[WHAT IS ASKED]
Exactly reproduce the lines that follow.

··· DATASET ROWS

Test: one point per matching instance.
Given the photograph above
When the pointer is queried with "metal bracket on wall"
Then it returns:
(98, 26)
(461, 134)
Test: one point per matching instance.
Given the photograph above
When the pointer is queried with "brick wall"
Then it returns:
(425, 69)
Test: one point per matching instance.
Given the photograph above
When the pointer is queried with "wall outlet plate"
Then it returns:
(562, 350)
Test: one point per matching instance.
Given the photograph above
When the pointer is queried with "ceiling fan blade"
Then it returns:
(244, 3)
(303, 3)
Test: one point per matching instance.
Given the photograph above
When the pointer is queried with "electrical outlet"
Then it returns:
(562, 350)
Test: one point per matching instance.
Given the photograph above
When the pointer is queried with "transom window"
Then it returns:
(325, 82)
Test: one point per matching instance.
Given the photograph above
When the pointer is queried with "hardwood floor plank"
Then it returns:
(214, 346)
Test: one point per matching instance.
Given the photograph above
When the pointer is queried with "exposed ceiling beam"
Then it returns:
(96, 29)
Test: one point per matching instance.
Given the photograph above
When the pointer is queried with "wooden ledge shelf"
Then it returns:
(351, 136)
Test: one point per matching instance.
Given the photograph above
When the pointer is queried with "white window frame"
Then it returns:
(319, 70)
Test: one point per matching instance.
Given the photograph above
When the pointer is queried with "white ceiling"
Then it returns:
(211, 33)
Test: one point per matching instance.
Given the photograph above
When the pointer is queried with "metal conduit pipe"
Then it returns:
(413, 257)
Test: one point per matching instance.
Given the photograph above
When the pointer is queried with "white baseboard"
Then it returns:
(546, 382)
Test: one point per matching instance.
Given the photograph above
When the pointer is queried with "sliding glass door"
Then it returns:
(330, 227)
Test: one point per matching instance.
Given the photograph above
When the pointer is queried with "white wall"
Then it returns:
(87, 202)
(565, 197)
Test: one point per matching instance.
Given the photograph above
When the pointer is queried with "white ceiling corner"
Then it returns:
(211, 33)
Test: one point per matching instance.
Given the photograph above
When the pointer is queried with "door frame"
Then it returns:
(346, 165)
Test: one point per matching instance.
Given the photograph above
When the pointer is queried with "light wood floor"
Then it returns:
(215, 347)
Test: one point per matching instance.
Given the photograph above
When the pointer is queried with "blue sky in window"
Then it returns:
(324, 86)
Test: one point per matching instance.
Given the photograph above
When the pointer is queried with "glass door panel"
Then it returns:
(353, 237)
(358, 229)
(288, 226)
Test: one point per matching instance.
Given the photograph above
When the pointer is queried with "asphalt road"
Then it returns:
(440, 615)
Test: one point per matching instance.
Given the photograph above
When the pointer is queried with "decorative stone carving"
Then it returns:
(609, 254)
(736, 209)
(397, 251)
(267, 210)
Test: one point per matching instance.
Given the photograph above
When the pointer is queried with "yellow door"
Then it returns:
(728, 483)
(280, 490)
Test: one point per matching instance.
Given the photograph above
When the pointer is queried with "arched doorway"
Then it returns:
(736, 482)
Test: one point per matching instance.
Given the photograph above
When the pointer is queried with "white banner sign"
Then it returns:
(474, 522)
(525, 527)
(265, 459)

······

[CORRECT ANSWER]
Test: one point per matching instance.
Given the photograph above
When the pointer is queried with "metal bracket on wall"
Then it returns:
(98, 26)
(461, 134)
Test: one point per matching instance.
Given the photograph above
When the pointer is queried with "brick wall"
Then it returns:
(425, 69)
Test: one point per matching instance.
Given the photograph above
When the pointer is queried with "wall outlet plate"
Then it returns:
(562, 350)
Test: one point per matching instance.
Given the photograph above
When the pointer is queried with "ceiling fan blade"
Then it returns:
(244, 3)
(303, 3)
Test: one point per matching instance.
Given the photograph above
When the pointer is queried with "electrical outlet"
Then it returns:
(562, 350)
Test: one point per matching instance.
Given the photograph above
When the pointer is queried with "transom window"
Then it returns:
(325, 82)
Test: one point per matching instance.
Given the photograph above
When the pointer is queried with "hardwood floor plank"
Then it returns:
(214, 346)
Test: one point per matching instance.
Given the photograph above
When the pointer is queried with "exposed ceiling beam"
Then it returns:
(96, 29)
Test: one point per matching instance.
Given the photograph above
When the pointer is queried with "wooden ledge shelf"
Then it returns:
(351, 136)
Test: one point per matching instance.
Given the photograph above
When the pointer is queried with "white window frame"
Then it returns:
(319, 70)
Test: one point per matching instance.
Given the photograph above
When the pointer is queried with "white ceiling"
Then it returns:
(211, 33)
Test: one point per matching instance.
Given the photograph above
When the pointer is queried with "metal conduit pipe"
Then it returns:
(413, 257)
Test: one point per matching instance.
Given the photograph above
When the pointer is queried with "white baseboard"
Then it returns:
(546, 382)
Test: one point per matching instance.
Given the photograph above
When the pointer is queried with "sliding glass door"
Then it returns:
(330, 227)
Test: one point per matching instance.
Given the photograph above
When the pointer is queried with "white wall"
Then it returns:
(87, 202)
(565, 197)
Test: one point per matching instance.
Given the photograph above
When the pointer is queried with "white ceiling corner"
Then it returns:
(211, 33)
Test: one point per matching instance.
Given the photograph above
When the pointer is queried with "door frame"
Then it returns:
(346, 165)
Test: one point per matching instance.
Given the photograph above
When the pointer is queried with "light wood floor"
Then it returns:
(215, 347)
Test: one point per matching instance.
Given the photograph above
When the pointer is queried with "blue sky in window"
Then it returns:
(324, 86)
Test: one point per matching instance.
Given the photograph above
When the pointer is queried with "glass door panel"
Then it returns:
(353, 237)
(358, 229)
(288, 226)
Test: one point per matching instance.
Given the photograph above
When the pointer is queried with "asphalt road"
Then it returns:
(440, 615)
Test: one point per matching instance.
Given the photograph above
When the pointer is queried with "decorative stone carving"
Then it returns:
(609, 254)
(736, 209)
(397, 251)
(267, 210)
Test: one point per matching instance.
Given the photograph above
When the pointer is queried with "yellow door"
Then it returns:
(728, 483)
(280, 490)
Test: one point per matching instance.
Given the photograph above
When the pointer is queried with "arched doorway"
Then it returns:
(736, 482)
Test: one point per matching instance.
Given the photograph above
When the pointer is queried with "white banner sign"
Then it returns:
(474, 522)
(525, 527)
(265, 459)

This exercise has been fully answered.